Data to use Block Start
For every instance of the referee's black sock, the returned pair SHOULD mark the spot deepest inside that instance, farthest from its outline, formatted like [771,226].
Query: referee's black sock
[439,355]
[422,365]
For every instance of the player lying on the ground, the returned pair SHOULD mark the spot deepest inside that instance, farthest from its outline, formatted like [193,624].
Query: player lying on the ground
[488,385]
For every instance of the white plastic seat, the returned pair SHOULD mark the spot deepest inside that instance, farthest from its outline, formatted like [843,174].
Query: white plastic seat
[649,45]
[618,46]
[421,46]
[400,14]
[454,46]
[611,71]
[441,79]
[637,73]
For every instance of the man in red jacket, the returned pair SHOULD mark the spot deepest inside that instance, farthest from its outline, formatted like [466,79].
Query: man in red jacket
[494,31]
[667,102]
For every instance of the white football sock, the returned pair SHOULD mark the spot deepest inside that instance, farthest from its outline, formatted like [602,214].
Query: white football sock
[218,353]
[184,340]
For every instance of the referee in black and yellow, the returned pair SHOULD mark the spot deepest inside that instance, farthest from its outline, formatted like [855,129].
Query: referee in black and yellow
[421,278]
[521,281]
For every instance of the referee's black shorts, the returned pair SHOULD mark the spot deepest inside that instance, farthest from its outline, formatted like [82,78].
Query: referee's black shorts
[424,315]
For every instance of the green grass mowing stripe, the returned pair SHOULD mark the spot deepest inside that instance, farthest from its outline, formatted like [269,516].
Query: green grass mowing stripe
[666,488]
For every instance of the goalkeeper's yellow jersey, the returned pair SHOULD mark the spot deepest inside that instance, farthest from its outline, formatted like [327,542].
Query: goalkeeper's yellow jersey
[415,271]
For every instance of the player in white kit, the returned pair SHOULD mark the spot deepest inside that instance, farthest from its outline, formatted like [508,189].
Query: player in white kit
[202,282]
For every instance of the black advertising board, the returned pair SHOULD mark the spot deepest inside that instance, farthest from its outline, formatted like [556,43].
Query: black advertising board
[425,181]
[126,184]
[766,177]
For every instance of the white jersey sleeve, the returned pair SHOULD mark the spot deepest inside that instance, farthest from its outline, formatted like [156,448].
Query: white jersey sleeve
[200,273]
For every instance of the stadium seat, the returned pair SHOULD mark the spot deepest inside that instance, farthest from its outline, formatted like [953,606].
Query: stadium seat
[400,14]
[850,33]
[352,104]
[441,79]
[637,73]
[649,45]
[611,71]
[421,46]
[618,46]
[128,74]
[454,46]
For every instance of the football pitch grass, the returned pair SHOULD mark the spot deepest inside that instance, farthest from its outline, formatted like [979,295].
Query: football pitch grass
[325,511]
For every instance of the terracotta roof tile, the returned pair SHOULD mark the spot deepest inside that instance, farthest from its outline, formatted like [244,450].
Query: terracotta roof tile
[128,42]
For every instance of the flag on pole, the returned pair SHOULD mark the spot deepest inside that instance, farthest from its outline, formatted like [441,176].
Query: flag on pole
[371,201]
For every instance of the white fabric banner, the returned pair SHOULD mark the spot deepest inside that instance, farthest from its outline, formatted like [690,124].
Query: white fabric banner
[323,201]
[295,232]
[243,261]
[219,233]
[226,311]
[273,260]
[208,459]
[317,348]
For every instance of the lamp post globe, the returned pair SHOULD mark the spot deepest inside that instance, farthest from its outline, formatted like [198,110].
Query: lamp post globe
Data to use Block End
* Work item
Take the listing above and write it out again exactly.

* Result
For every instance of the referee's black sock, the returned pair SHOULD mark the spot deepest inside that instance, farthest from its outline, formatted like [771,226].
Query: referee's black sock
[439,355]
[422,365]
For every instance of the player lying on the ground, the returned pair SHOULD mark the spot deepest inside that instance, farthest from its outline, formatted like [193,624].
Query: player lying on the ground
[488,385]
For every instance of the white plastic seat, the returned pair SHOULD mark the spot deepest inside that instance, farthest from its outline, formatted like [843,174].
Query: white plastic seat
[649,45]
[618,46]
[421,46]
[400,14]
[454,46]
[611,71]
[441,79]
[637,73]
For every instance of the man in red jacket, the returned pair SHOULD mark the spot deepest inside that instance, farthest from its outline, formatted like [466,79].
Query: man in red jacket
[494,31]
[667,102]
For every instance of the white football sock, the returned pair SHOULD mark the spot deepest inside that instance, farthest from its outline, formatted like [602,214].
Query: white football sock
[218,353]
[184,340]
For every instance of the referee in black and yellow, the returned pair SHOULD mark the spot deepest inside that instance, farthest from its outline, formatted like [855,129].
Query: referee in black and yellow
[421,278]
[521,281]
For every instance of the referee's black shorts, the returned pair SHOULD mark the spot deepest inside that instance, farthest from its outline, formatted like [82,78].
Query: referee's black shorts
[424,315]
For every instance of the green grass mowing stripe, the returned pair SHOULD mark the spot deepest inside that instance, farthest from its outline, formatted like [269,516].
Query: green grass mowing stripe
[666,488]
For every instance of the goalkeeper's yellow jersey, the returned pair SHOULD mark the spot deepest inside that instance, farthest from its outline, formatted like [327,542].
Query: goalkeeper's yellow jersey
[415,271]
For every instance of the player in white kit, the returned pair SHOULD mark the spot deepest inside that instance, farthest from its outline, formatted like [508,189].
Query: player in white kit
[202,282]
For every instance of the black advertising board, the returned pair SHOULD mark the spot deepest inside that instance, farthest from its outline, formatted like [556,43].
Query: black advertising board
[425,181]
[126,184]
[766,177]
For every instance of the white jersey sleeve, the returned pair SHOULD mark the spot deepest inside that instance, farthest from its outline, formatted like [156,448].
Query: white jersey sleeve
[200,273]
For every instance of the stadium seat, the returned pair SHOULD mark the spot deepest inside that instance, farthest from its outline, formatted like [953,606].
Query: stadium seat
[400,14]
[850,33]
[352,104]
[441,79]
[637,73]
[649,45]
[611,71]
[421,46]
[618,46]
[128,74]
[454,46]
For every instance of the football pitch grass, the returned pair SHOULD mark the spot deepest inside that instance, farthest from its outline, formatted like [979,295].
Query: football pitch grass
[325,511]
For every instance of the terracotta roof tile, the returned pair SHOULD mark the spot deepest inside that instance, farthest from its outline, formatted like [244,450].
Query: terracotta roof tile
[128,42]
For every instance of the flag on pole, the returned pair SHOULD mark the spot deepest inside that instance, farthest from its outline, formatted like [441,176].
Query: flag on pole
[371,201]
For every instance of the white fabric banner, the returned pair SHOULD mark the spot deepest inside that instance, farthest from its outline, formatted like [690,124].
Query: white fabric banner
[323,201]
[295,232]
[243,261]
[219,233]
[226,311]
[273,260]
[208,459]
[317,348]
For every instance of the lamp post globe, the returned pair SHOULD mark the spot deepest inside that instance, farthest from its outline, formatted like [198,110].
Query: lamp post globe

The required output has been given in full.